> **Source passage**
The opinion of the court was delivered by: Pratter, J.


Amos Brown has sued the United States Parole Commission ("the Commission") for allegedly violating his rights guaranteed under the Fourteenth Amendment to the United States Constitution. U.S. CONST. AMEND. XIV. Mr. Brown was paroled on May 8, 2009, and he seeks $10,000 in money damages for each day subsequent to May 8 during which he was required by the Commission to reside at the Luzerne (Pennsylvania) Community Corrections Center ("the CCC").*fn1 Approximately three months after filing his Complaint in this matter (Docket No. 3), Mr. Brown filed a Motion for Summary Judgment (Docket No. 9).

> **Tasks to perform**
1. Duplicate everything in the court opinion from "The opinion of" down to "(Docket No. 9).".
2. According to the court opinion, on what grounds has Amos Brown sued the United States Parole Commission, and for which days does he claim money damages?
The data that comes next is not needed.

(Coordinate annotation entries)
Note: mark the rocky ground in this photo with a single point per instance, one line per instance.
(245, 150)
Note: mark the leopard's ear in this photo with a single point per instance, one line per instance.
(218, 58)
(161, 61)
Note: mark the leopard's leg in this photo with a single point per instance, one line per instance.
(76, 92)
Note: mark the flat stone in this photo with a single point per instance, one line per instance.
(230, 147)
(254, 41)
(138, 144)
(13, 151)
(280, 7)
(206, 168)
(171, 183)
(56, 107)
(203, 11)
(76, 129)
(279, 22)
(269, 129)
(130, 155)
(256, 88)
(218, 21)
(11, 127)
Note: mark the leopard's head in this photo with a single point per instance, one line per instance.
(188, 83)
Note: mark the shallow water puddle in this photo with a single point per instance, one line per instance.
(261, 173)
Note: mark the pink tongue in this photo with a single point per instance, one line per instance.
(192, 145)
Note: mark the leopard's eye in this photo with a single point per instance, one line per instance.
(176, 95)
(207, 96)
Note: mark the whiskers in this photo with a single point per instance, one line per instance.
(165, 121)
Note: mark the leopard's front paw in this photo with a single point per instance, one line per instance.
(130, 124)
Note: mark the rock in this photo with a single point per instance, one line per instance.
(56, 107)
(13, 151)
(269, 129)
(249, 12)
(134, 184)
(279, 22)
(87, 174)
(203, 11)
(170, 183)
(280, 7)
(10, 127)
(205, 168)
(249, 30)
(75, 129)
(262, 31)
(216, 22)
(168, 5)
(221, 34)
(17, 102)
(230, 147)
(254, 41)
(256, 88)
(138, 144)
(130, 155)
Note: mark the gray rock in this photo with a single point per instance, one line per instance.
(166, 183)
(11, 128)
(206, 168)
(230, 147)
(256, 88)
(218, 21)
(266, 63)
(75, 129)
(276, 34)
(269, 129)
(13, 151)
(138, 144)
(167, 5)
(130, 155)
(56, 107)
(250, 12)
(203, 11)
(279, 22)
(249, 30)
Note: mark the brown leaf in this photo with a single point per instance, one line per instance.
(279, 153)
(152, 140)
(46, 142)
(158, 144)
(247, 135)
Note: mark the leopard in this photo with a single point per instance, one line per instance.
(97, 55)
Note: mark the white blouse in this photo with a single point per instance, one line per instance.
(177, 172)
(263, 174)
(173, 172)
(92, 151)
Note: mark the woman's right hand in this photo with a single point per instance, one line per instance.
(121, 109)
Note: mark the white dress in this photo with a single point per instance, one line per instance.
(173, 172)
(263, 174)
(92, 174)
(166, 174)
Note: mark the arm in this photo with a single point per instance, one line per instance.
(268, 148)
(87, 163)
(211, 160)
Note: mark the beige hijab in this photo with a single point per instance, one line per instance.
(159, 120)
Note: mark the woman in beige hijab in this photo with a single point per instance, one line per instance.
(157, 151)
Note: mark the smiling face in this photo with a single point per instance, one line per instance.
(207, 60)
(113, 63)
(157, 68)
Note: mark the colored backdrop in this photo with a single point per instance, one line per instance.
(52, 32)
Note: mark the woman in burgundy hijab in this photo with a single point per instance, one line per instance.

> **Answers to each task**
1.
The opinion of the court was delivered by: Pratter, J.


Amos Brown has sued the United States Parole Commission ("the Commission") for allegedly violating his rights guaranteed under the Fourteenth Amendment to the United States Constitution. U.S. CONST. AMEND. XIV. Mr. Brown was paroled on May 8, 2009, and he seeks $10,000 in money damages for each day subsequent to May 8 during which he was required by the Commission to reside at the Luzerne (Pennsylvania) Community Corrections Center ("the CCC").*fn1 Approximately three months after filing his Complaint in this matter (Docket No. 3), Mr. Brown filed a Motion for Summary Judgment (Docket No. 9).

2. He sued the Commission for allegedly violating his rights under the Fourteenth Amendment. He seeks $10,000 in money damages for each day after May 8, 2009, during which the Commission required him to reside at the Luzerne Community Corrections Center.